Saved entries
○ ○ ○ ○ ○
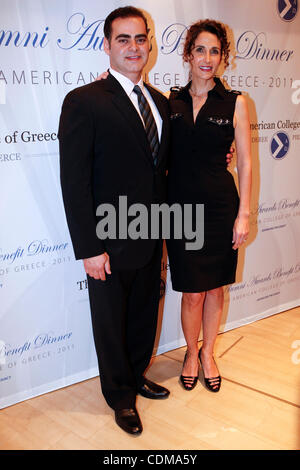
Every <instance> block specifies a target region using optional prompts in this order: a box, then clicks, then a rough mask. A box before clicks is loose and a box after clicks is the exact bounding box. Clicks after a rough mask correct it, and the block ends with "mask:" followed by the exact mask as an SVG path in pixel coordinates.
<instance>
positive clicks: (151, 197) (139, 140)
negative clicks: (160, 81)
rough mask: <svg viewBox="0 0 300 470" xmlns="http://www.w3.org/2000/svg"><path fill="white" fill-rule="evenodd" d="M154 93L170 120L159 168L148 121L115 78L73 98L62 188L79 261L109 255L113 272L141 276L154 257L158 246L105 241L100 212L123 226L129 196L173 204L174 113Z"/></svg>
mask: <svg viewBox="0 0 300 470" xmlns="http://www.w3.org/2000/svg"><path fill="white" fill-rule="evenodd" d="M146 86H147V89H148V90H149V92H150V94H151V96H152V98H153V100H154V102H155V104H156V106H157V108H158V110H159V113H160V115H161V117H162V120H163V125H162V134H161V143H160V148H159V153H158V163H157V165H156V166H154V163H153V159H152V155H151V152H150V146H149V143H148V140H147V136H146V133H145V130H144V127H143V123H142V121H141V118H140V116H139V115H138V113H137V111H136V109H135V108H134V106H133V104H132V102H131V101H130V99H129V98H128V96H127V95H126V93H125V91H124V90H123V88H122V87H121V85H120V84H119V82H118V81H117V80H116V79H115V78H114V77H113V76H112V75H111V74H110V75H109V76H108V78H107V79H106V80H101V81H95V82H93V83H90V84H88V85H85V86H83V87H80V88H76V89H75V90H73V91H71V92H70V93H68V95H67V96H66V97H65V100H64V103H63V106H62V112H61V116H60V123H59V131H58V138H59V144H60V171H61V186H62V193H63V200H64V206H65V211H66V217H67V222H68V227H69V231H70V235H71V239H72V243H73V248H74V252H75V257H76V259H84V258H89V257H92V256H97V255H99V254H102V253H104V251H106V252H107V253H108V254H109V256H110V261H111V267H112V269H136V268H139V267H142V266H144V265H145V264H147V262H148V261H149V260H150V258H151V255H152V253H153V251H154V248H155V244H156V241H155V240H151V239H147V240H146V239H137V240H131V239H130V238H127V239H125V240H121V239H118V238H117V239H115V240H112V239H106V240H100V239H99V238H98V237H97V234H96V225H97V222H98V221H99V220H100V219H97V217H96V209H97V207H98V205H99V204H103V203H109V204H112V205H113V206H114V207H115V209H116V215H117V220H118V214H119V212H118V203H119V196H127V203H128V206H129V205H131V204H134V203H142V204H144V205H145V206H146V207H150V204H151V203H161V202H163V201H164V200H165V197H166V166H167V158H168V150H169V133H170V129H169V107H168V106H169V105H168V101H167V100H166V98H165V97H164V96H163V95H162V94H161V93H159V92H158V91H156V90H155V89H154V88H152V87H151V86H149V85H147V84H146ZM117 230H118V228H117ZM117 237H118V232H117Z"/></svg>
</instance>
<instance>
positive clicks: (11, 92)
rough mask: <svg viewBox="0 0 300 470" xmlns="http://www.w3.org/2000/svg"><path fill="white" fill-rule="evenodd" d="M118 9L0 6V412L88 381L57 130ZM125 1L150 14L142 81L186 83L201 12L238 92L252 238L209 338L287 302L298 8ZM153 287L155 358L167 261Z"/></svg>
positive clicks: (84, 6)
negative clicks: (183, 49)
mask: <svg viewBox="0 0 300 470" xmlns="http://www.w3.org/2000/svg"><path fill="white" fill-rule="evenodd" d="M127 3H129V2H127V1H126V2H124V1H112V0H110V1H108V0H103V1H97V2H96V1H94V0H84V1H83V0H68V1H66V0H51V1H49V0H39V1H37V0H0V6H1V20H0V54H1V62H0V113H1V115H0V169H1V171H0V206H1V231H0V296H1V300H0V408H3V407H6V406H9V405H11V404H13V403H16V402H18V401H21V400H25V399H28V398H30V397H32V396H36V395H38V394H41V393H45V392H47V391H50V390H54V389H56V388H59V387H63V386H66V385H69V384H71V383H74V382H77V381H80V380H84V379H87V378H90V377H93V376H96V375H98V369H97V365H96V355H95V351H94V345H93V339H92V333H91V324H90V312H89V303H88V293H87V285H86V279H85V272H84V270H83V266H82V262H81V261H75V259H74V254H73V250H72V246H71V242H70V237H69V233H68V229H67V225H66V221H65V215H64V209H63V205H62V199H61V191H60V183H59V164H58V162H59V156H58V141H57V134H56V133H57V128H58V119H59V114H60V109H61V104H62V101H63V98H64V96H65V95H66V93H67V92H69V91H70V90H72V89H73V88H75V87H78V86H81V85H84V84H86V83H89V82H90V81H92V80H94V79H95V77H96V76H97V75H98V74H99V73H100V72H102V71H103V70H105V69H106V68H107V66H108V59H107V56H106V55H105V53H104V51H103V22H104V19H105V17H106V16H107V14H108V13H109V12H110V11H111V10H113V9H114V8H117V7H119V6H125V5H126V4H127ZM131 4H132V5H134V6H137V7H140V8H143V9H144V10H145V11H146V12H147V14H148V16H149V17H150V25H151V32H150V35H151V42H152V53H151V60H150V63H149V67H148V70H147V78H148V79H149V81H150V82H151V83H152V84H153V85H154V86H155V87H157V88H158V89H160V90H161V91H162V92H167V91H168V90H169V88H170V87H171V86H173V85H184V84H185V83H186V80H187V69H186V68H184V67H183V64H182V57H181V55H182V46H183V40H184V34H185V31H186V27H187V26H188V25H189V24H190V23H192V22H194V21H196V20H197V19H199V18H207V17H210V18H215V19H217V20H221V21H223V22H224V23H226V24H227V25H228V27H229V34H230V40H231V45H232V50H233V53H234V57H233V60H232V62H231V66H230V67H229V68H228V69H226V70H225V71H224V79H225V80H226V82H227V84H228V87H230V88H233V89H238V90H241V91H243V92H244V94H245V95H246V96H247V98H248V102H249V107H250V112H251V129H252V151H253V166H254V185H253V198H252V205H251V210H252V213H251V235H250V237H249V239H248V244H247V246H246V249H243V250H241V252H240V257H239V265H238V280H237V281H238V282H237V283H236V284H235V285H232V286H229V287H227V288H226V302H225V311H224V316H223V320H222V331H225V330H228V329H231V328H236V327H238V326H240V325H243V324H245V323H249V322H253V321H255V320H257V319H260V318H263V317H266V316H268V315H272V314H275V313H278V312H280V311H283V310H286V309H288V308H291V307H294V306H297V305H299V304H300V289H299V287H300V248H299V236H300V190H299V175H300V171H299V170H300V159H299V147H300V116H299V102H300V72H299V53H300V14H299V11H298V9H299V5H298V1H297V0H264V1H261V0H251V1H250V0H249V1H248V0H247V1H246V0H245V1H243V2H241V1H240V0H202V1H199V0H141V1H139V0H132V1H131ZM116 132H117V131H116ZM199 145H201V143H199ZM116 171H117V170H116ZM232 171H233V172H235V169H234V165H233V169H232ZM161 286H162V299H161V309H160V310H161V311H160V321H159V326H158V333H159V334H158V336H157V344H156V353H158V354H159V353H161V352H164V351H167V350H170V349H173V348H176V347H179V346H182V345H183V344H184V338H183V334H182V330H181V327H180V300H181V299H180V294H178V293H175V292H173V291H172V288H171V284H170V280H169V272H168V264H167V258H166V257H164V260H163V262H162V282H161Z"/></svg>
○ ○ ○ ○ ○
- [Assigned task]:
Extract every line of the records above and copy it out unchanged, leaving out the pictures.

- [Answer below]:
Every <instance> block specifies a target region using optional prompts in this order: a box, then clicks, then a rough mask. A box before clicks is loose and a box after clicks is the exact bounding box. Clicks after a rough mask correct it, and the block ends with "mask:" followed by the exact mask as an SVG path in pixel coordinates.
<instance>
positive clicks: (151, 197) (139, 140)
negative clicks: (160, 81)
rough mask: <svg viewBox="0 0 300 470" xmlns="http://www.w3.org/2000/svg"><path fill="white" fill-rule="evenodd" d="M154 93L170 120L159 168L148 121L115 78L73 98L62 188L79 261L109 255L113 272L141 276L154 257L158 246L105 241L100 212L123 226L129 196L173 204L174 113Z"/></svg>
mask: <svg viewBox="0 0 300 470" xmlns="http://www.w3.org/2000/svg"><path fill="white" fill-rule="evenodd" d="M146 86H147V89H148V90H149V92H150V94H151V96H152V98H153V100H154V102H155V104H156V106H157V108H158V110H159V113H160V115H161V117H162V120H163V125H162V134H161V143H160V148H159V153H158V163H157V165H156V166H154V163H153V159H152V155H151V152H150V146H149V143H148V140H147V136H146V133H145V130H144V127H143V123H142V121H141V118H140V116H139V115H138V113H137V111H136V109H135V108H134V106H133V104H132V102H131V101H130V99H129V98H128V96H127V95H126V93H125V91H124V90H123V88H122V87H121V85H120V84H119V82H118V81H117V80H116V79H115V78H114V77H113V76H112V75H111V74H110V75H109V76H108V78H107V79H106V80H101V81H95V82H93V83H90V84H88V85H85V86H83V87H80V88H76V89H75V90H73V91H71V92H70V93H68V95H67V96H66V97H65V100H64V103H63V106H62V112H61V116H60V123H59V131H58V138H59V144H60V171H61V186H62V193H63V200H64V206H65V211H66V217H67V222H68V227H69V231H70V235H71V239H72V243H73V248H74V252H75V257H76V259H84V258H89V257H92V256H97V255H99V254H102V253H104V251H106V252H107V253H108V254H109V256H110V261H111V267H112V269H136V268H139V267H142V266H144V265H145V264H147V262H148V261H149V260H150V258H151V255H152V253H153V251H154V248H155V244H156V241H155V240H151V239H147V240H146V239H137V240H131V239H130V238H127V239H125V240H121V239H118V238H117V239H115V240H112V239H106V240H100V239H99V238H98V237H97V234H96V225H97V222H98V221H99V220H100V219H97V217H96V209H97V207H98V205H99V204H103V203H109V204H112V205H113V206H114V207H115V209H116V215H117V220H118V214H119V212H118V203H119V196H127V203H128V206H129V205H131V204H134V203H142V204H144V205H145V206H146V207H150V204H151V203H161V202H163V201H164V200H165V197H166V166H167V158H168V150H169V133H170V129H169V107H168V106H169V105H168V101H167V100H166V98H165V97H164V96H163V95H162V94H161V93H159V92H158V91H156V90H155V89H154V88H152V87H151V86H149V85H147V84H146ZM117 230H118V228H117ZM117 237H118V232H117Z"/></svg>
</instance>
<instance>
positive clicks: (11, 92)
rough mask: <svg viewBox="0 0 300 470" xmlns="http://www.w3.org/2000/svg"><path fill="white" fill-rule="evenodd" d="M118 9L0 6V412L88 381L57 130ZM125 1L150 14L142 81L186 83L201 12L238 92L252 238L209 338L287 302L298 8ZM153 287L155 358L167 261Z"/></svg>
positive clicks: (84, 6)
negative clicks: (183, 49)
mask: <svg viewBox="0 0 300 470" xmlns="http://www.w3.org/2000/svg"><path fill="white" fill-rule="evenodd" d="M127 3H129V2H127V1H126V2H124V1H112V0H110V1H108V0H103V1H97V2H96V1H94V0H84V1H83V0H68V1H66V0H51V1H49V0H39V1H37V0H0V6H1V20H0V54H1V62H0V113H1V115H0V169H1V171H0V206H1V231H0V296H1V300H0V408H3V407H6V406H9V405H11V404H13V403H16V402H18V401H21V400H25V399H28V398H30V397H32V396H36V395H38V394H41V393H45V392H47V391H50V390H54V389H56V388H59V387H63V386H66V385H69V384H71V383H74V382H77V381H80V380H84V379H87V378H90V377H93V376H96V375H98V369H97V365H96V355H95V351H94V345H93V339H92V333H91V324H90V312H89V303H88V293H87V285H86V279H85V272H84V270H83V266H82V262H81V261H75V259H74V254H73V250H72V246H71V242H70V237H69V233H68V229H67V225H66V221H65V215H64V209H63V205H62V199H61V191H60V183H59V164H58V162H59V156H58V141H57V134H56V133H57V128H58V119H59V114H60V109H61V104H62V101H63V98H64V96H65V95H66V93H67V92H69V91H70V90H72V89H73V88H75V87H78V86H81V85H84V84H86V83H89V82H90V81H92V80H94V79H95V77H96V76H97V75H98V74H99V73H100V72H102V71H103V70H105V69H106V68H107V66H108V59H107V56H106V55H105V53H104V51H103V22H104V19H105V17H106V16H107V14H108V13H109V12H110V11H111V10H113V9H114V8H117V7H119V6H125V5H126V4H127ZM131 4H132V5H134V6H137V7H140V8H143V9H144V10H145V11H146V12H147V14H148V16H149V17H150V25H151V32H150V35H151V42H152V53H151V60H150V63H149V67H148V70H147V78H148V79H149V81H150V82H151V83H152V84H153V85H154V86H155V87H157V88H158V89H160V90H161V91H162V92H167V91H168V90H169V88H170V87H171V86H173V85H184V84H185V83H186V80H187V69H186V68H184V67H183V64H182V57H181V55H182V46H183V40H184V34H185V31H186V27H187V26H188V25H189V24H190V23H192V22H194V21H196V20H197V19H199V18H207V17H210V18H215V19H217V20H221V21H223V22H224V23H226V24H227V25H228V27H229V34H230V40H231V45H232V50H233V53H234V57H233V60H232V62H231V66H230V67H229V68H228V69H226V70H225V71H224V79H225V80H226V82H227V84H228V87H230V88H233V89H238V90H241V91H243V92H244V94H245V95H246V96H247V98H248V102H249V107H250V112H251V129H252V151H253V166H254V185H253V198H252V205H251V210H252V213H251V235H250V237H249V239H248V244H247V246H246V249H243V250H241V252H240V257H239V265H238V280H237V281H238V282H237V283H236V284H235V285H232V286H229V287H227V288H226V302H225V311H224V316H223V320H222V331H225V330H228V329H231V328H236V327H238V326H240V325H243V324H245V323H249V322H253V321H255V320H257V319H260V318H263V317H266V316H268V315H272V314H275V313H278V312H280V311H283V310H286V309H288V308H291V307H294V306H297V305H299V304H300V289H299V287H300V248H299V236H300V190H299V175H300V171H299V170H300V159H299V147H300V116H299V102H300V72H299V53H300V14H299V11H298V9H299V5H298V1H297V0H264V1H261V0H251V1H250V0H249V1H248V0H247V1H246V0H245V1H243V2H241V1H240V0H202V1H199V0H141V1H139V0H132V1H131ZM116 132H117V131H116ZM199 145H201V143H199ZM116 171H117V170H116ZM232 171H233V172H235V169H234V165H233V169H232ZM161 286H162V299H161V309H160V310H161V311H160V321H159V326H158V333H159V334H158V336H157V344H156V353H158V354H159V353H161V352H164V351H167V350H170V349H173V348H176V347H179V346H182V345H183V344H184V338H183V334H182V330H181V327H180V300H181V299H180V294H178V293H175V292H173V291H172V288H171V284H170V280H169V272H168V264H167V258H166V257H164V260H163V262H162V282H161Z"/></svg>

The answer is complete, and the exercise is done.